◆ THE INPUT
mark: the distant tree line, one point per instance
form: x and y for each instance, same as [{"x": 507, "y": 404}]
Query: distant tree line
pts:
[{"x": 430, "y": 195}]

◆ WHAT THIS TASK INVOLVES
Exactly the lines from the line holding "form: x and" through the close of the listing above make up the answer; include nothing else.

◆ ANSWER TO THIS PROBLEM
form: x and y for each instance, same as [{"x": 507, "y": 404}]
Query: distant tree line
pts:
[{"x": 430, "y": 195}]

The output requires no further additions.